She said the Board had put forth its best effort to get the museum up and running at least through the end of the year, but needed to know what support, if any, would be coming their way so they could plan beyond that time. “The uncertainly of all of this makes it doubly hard to effectively plan,” she said.
The Board outlined four different funding strategies in a six page memo sent the Council in late April. The first option calls for restoring the full $ 600,000 plus budget for FMC to operate as it had before the pandemic. A second option reduces the budget to $320,000 for a three day per week operation schedule. If the Council still declines to fund the Museum, the third option calls for deferring a funding decision to the next fiscal year while preserving “the potential for some City annual grant funding in an amount to be determined through negotiations” until July 1, 2022. A final, fourth option states that “If the City Council no longer wants to support the Museum in even a minimal fashion, the FMCA Board will seek a temporary contractual relationship with the City Council, and move to identify viable partnerships and collaborations that would allow the museum to operate in the future.”
The Council’s refusal to fund the Museum leaves it in an operational and financial limbo that hampers grant-seeking opportunities, often crucial for planning exhibition schedules years in advance. An uncertain operational future is not attractive to potential funders, who want to ensure that recipient institutions have a stable operational future.
FMCA has both an active General Fund and an endowment, but no funding for staff. In addition to funds raised through the “FMC and Me” exhibit, the Board was able to raise some money through its gift shop late last year, and received two $5,000 COVID relief grants through the County of Orange, as well as $9,000 from a Fullerton Firefighters Association “Fill the Boot” fundraiser. In November some Fullerton restaurants donated a portion of their proceeds to the Museum in a program called Fullerton Gathers. But the Museum lost $ 50,000 in canceled contracts and other expenses related to the facility’s sudden closure last year, funds Buzan said then City Manager Ken Domer agreed the City would backfill.

····················

_QUESTIONS TO ANSWER_
- 1) Reproduce verbatim the part of the museum funding excerpt starting with "FMCA has both" and going on through "City would backfill.".
- 2) Write what comes next in the museum funding excerpt, continuing from its last sentence.
The data after this text is not needed for these tasks.

····················

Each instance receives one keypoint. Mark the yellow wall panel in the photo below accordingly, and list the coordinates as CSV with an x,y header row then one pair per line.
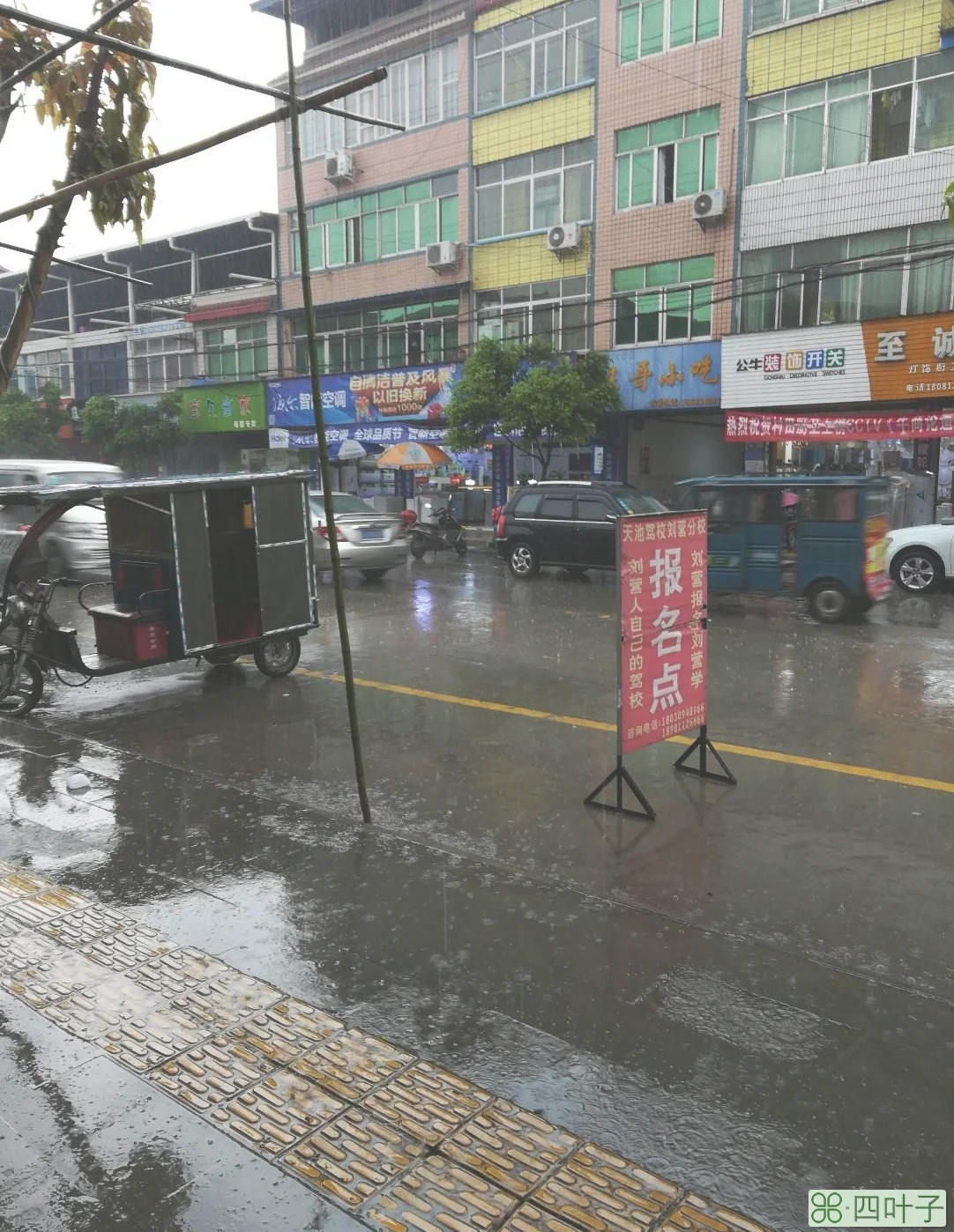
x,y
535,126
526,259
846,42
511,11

····················

_ANSWER LIST_
- 1)
FMCA has both an active General Fund and an endowment, but no funding for staff. In addition to funds raised through the “FMC and Me” exhibit, the Board was able to raise some money through its gift shop late last year, and received two $5,000 COVID relief grants through the County of Orange, as well as $9,000 from a Fullerton Firefighters Association “Fill the Boot” fundraiser. In November some Fullerton restaurants donated a portion of their proceeds to the Museum in a program called Fullerton Gathers. But the Museum lost $ 50,000 in canceled contracts and other expenses related to the facility’s sudden closure last year, funds Buzan said then City Manager Ken Domer agreed the City would backfill.

- 2)
In February, members of the Board and FMC supporters urged the Council to reinstate funding and complained that the City had locked them out of the facility and conducted tours with other prospective operational partners without inviting or informing the Board. Since that time, the Council has parted ways with both the city manager and Parks & Rec. director, and has sought improved communication with the Board, but has nonetheless dedicated no city funds to operate the Museum.
During the June 1 Council meeting, Jesus Silva inquired about the $16.3 million in federal relief from the American Rescue Plan Act (ARPA) the City recently received, and suggested that some of that could be placed into the General Fund to help the Museum. Administrative Services Director Chang replied that the City is still waiting on guidance from the federal Department of the Treasury regarding how the city may spend those funds. Acting City Manager Steve Danley said that, once the City had the guidelines, ideas for how to use the ARPA funds will be brought before council.
Guidelines have since been released, but the Council is not expected to be briefed on them prior to their June 15 meeting, when Acting Parks & Rec Director/Deputy City Manager Christa Johnson is expected to present a more detailed update about the Museum Center, including the funding options presented by the Board.
Board President Buzan said that based on what happens this year, FMC can work on becoming more finically independent in the future. “We hope the Council can give us the gift of time,” Buzan said. “I realize hope is not a strategy, but we are hopeful we can work together with the Council in the short term to solve problems in the long term.”